■ **TASK**
Locate every line in the data below that contains the word "bird" and copy each of those lines.
____
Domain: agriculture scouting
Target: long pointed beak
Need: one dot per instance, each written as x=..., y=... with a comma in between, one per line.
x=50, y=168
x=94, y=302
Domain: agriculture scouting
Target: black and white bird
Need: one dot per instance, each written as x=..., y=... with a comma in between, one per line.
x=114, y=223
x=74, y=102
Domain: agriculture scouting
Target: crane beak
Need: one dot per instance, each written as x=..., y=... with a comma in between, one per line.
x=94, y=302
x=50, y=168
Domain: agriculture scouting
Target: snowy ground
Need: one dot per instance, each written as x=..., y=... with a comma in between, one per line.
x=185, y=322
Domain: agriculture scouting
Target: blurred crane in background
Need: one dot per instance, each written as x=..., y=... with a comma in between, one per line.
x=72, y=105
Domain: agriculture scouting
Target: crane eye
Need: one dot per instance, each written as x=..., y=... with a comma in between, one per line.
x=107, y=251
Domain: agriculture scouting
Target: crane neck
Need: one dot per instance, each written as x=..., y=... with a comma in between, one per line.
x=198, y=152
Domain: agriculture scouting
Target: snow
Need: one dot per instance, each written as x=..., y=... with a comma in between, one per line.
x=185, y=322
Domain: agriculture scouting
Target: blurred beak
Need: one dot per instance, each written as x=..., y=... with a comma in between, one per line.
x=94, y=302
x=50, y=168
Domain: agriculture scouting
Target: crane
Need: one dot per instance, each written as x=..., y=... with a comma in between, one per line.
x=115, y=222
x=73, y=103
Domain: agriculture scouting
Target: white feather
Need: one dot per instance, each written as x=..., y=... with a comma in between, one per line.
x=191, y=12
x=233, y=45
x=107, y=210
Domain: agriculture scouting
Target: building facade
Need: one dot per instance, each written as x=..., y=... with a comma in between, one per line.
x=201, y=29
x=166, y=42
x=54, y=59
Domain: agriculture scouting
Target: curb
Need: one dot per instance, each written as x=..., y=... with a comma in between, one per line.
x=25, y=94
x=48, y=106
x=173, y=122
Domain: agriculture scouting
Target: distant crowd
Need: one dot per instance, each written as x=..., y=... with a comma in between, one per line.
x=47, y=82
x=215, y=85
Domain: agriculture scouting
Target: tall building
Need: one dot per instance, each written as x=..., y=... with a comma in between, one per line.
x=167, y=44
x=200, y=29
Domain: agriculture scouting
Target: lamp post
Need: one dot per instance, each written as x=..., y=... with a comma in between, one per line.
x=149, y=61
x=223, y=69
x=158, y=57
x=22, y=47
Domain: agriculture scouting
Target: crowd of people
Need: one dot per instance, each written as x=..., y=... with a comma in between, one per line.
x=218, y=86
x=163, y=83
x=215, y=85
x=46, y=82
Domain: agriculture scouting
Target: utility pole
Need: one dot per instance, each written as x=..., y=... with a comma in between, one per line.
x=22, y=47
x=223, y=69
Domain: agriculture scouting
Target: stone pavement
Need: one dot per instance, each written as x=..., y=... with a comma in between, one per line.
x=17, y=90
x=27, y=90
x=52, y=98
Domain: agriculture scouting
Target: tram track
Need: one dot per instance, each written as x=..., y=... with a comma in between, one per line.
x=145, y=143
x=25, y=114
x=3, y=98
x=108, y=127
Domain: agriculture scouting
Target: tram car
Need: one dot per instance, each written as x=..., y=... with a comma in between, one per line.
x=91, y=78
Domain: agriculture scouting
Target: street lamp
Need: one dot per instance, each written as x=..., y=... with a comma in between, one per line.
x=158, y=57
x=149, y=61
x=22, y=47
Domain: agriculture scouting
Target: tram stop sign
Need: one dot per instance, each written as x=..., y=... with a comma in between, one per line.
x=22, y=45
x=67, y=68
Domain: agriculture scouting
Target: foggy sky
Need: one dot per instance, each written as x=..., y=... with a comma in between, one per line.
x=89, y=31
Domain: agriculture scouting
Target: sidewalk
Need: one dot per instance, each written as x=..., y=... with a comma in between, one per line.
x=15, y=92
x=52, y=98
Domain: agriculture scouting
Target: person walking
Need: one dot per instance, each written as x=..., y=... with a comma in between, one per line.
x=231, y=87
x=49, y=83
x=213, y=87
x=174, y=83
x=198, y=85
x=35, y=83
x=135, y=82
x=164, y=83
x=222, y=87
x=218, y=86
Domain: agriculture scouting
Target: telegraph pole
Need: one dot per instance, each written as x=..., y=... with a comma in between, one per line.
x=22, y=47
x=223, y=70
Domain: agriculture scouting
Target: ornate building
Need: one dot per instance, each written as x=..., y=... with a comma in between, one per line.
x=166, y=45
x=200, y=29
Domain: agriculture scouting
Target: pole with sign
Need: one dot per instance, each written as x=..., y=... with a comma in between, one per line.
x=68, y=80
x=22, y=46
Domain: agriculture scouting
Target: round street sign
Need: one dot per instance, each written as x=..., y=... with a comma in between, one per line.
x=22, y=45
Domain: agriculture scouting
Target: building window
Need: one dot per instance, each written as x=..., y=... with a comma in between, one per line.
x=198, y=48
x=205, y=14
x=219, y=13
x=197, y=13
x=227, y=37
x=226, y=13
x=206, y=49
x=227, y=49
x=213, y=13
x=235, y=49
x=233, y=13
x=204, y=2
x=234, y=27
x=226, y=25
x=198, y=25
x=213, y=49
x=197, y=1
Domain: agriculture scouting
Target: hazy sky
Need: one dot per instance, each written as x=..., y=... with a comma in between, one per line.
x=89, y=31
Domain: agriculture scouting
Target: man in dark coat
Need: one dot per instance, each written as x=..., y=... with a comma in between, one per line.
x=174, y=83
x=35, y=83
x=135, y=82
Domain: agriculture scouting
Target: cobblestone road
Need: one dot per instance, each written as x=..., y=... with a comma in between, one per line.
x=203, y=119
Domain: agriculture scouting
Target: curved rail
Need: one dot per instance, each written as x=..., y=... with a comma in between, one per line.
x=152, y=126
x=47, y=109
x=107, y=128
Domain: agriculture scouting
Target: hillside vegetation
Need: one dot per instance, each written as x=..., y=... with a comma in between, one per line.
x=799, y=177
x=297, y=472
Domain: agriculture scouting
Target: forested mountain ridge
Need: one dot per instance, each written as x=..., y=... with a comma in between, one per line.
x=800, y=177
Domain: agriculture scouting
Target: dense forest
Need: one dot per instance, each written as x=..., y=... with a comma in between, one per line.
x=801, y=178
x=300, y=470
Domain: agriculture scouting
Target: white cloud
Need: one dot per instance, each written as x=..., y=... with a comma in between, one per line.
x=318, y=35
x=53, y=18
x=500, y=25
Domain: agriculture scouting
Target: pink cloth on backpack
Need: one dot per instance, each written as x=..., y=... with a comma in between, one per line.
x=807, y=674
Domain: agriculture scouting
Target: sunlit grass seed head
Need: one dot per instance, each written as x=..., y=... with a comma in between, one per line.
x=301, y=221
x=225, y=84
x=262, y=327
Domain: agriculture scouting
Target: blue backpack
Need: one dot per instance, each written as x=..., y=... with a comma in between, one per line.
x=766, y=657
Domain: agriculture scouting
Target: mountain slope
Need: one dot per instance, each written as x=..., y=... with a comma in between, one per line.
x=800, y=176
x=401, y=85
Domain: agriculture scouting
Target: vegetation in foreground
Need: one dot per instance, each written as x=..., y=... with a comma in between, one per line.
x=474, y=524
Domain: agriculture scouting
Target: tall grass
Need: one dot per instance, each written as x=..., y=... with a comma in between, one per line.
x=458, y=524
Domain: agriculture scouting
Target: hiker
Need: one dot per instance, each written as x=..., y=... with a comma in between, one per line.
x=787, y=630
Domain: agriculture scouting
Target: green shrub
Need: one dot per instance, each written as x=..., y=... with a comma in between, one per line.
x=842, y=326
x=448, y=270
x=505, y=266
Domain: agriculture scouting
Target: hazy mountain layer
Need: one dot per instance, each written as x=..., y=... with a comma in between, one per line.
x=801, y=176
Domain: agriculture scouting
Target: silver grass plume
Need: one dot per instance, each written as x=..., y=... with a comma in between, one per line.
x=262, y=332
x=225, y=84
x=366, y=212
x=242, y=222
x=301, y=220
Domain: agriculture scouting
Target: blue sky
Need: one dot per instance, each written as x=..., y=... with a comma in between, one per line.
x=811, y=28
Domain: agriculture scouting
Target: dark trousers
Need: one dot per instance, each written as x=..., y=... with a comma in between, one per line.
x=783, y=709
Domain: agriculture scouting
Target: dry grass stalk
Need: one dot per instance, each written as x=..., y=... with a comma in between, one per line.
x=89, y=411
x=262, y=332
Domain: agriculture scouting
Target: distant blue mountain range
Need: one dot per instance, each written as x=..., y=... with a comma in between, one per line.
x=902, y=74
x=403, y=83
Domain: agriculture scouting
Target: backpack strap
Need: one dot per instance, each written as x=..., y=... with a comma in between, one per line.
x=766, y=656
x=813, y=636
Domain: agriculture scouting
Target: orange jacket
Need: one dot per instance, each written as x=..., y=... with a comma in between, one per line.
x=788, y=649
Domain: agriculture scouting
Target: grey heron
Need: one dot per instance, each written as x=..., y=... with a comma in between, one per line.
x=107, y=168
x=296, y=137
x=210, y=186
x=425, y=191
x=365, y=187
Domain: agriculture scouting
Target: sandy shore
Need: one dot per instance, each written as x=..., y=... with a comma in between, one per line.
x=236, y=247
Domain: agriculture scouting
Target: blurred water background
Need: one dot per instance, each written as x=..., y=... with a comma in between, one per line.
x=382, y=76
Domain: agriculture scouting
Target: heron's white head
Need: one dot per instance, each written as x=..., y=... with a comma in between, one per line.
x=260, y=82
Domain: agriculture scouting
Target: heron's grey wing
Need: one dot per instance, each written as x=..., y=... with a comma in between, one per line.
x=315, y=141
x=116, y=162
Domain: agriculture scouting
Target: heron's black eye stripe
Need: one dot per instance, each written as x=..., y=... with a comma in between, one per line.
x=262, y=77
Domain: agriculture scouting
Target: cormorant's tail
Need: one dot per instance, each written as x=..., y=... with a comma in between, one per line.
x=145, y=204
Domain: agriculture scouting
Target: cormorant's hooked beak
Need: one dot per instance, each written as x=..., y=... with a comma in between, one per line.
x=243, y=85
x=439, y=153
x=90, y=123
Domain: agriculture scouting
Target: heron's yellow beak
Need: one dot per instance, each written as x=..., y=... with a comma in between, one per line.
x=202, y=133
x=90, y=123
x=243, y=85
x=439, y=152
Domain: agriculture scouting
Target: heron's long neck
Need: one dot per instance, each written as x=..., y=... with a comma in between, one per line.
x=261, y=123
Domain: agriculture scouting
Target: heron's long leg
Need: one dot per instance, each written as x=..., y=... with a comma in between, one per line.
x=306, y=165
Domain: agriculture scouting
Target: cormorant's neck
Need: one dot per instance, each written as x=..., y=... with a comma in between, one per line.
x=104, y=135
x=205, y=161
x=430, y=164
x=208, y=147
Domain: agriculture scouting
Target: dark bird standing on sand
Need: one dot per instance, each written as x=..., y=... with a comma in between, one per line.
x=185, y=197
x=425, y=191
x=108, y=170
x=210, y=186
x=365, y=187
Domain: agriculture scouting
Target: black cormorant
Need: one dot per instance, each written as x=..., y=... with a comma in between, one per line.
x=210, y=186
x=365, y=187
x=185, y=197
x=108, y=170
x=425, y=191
____
■ **RESULT BELOW**
Target: black and white bird
Target: dark bird standing on sand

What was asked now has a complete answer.